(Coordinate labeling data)
=======
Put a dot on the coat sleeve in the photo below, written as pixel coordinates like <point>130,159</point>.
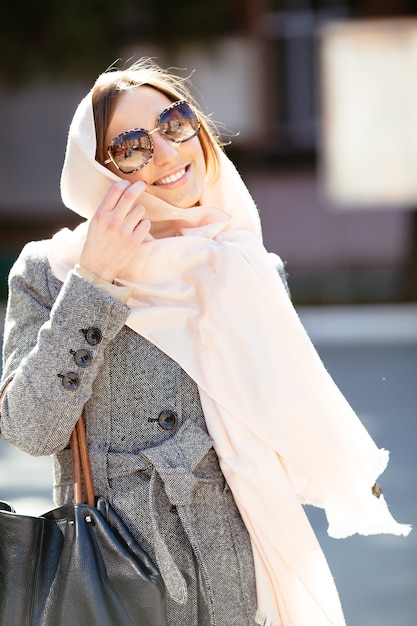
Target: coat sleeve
<point>55,338</point>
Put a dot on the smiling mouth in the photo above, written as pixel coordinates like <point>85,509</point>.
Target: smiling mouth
<point>171,179</point>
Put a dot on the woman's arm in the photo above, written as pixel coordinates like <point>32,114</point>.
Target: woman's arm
<point>54,343</point>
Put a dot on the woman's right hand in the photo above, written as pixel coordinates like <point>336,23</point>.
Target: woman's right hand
<point>115,231</point>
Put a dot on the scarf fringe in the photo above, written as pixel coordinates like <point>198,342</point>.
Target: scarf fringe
<point>263,620</point>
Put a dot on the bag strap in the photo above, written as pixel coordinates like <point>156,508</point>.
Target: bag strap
<point>81,465</point>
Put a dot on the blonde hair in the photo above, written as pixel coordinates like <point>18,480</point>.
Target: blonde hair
<point>113,82</point>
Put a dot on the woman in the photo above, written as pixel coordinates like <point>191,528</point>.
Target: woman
<point>210,417</point>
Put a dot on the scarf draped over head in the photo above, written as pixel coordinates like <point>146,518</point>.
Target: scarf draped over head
<point>204,291</point>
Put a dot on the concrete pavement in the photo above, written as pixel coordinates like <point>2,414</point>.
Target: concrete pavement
<point>371,352</point>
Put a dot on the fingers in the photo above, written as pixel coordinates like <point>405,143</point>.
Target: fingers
<point>121,197</point>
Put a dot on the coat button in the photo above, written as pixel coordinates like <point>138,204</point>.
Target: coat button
<point>70,380</point>
<point>167,420</point>
<point>82,357</point>
<point>92,335</point>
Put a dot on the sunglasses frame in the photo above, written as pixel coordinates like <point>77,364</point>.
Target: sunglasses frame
<point>149,134</point>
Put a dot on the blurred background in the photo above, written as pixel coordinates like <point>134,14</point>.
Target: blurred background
<point>319,101</point>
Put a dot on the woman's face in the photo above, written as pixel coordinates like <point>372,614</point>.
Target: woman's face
<point>176,171</point>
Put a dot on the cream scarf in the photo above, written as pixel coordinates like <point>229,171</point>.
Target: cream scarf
<point>206,293</point>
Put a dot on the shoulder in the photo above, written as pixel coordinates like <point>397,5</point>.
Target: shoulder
<point>32,268</point>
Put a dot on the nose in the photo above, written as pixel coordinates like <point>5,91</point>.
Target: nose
=======
> [What the task asks] Write out all of the entries above word for word, but leave the pictures out.

> [Result of this task]
Put a dot on the coat sleeve in the photo below, written as pixel coordinates like <point>130,159</point>.
Target: coat sleeve
<point>55,338</point>
Put a dot on the smiling mouth in the photo above, written as pixel coordinates like <point>85,509</point>.
Target: smiling mouth
<point>171,179</point>
Put a dot on the woman's arm in the photo above, written as pixel coordinates like <point>32,114</point>.
Target: woman's arm
<point>54,343</point>
Put a dot on the woman's right hand in the photo above, written as pixel coordinates like <point>336,23</point>.
Target: woman's right hand
<point>115,231</point>
Put a dot on the scarf fringe in the photo above, written as pixel coordinates like <point>198,342</point>.
Target: scarf fringe
<point>263,620</point>
Put a dot on the bag strap in the photo above, written as pixel coordinates like <point>156,508</point>.
Target: bag strap
<point>81,465</point>
Put a dot on the blonde hair in the photo above, written as pixel coordinates like <point>18,480</point>.
Target: blonde hair
<point>113,82</point>
Put a dot on the woman in the photo above, written as pixel coordinates like <point>191,528</point>.
Target: woman
<point>210,417</point>
Put a dot on the scarf draped over head in the photo above, written as pixel coordinates like <point>146,518</point>.
Target: scarf draped over head
<point>204,291</point>
Put a dot on the concrete pavement in the photo above, written as pixel coordinates like <point>2,414</point>.
Target: concrete pavement
<point>371,352</point>
Put a dot on the fingers in the photo above, written as pixel coordinates like <point>405,143</point>.
Target: fingers
<point>121,197</point>
Put a dot on the coat button in the photo above, written as pixel coordinates like <point>138,204</point>.
Target: coat button
<point>70,380</point>
<point>167,420</point>
<point>82,357</point>
<point>92,335</point>
Put a dot on the sunglasses frame in the photo above, written as pixel coordinates like <point>77,364</point>.
Target: sunglasses frame
<point>149,134</point>
Put a dot on the blurred background in the photo above, written as pixel coordinates like <point>134,14</point>.
Target: blurred background
<point>319,101</point>
Put a dot on the woman's face in the photo above, written as pixel coordinates like <point>372,614</point>.
Target: woman's face
<point>176,171</point>
Put a dot on the cream scarf in the photo above, written as pixel coordinates like <point>229,171</point>.
Target: cream scarf
<point>206,293</point>
Put a dot on the shoulder in the photo above, written as pixel coordinates like <point>397,5</point>.
Target: shoulder
<point>32,268</point>
Put a dot on the nose in the photo above, written as pixel coordinates like <point>5,91</point>.
Target: nose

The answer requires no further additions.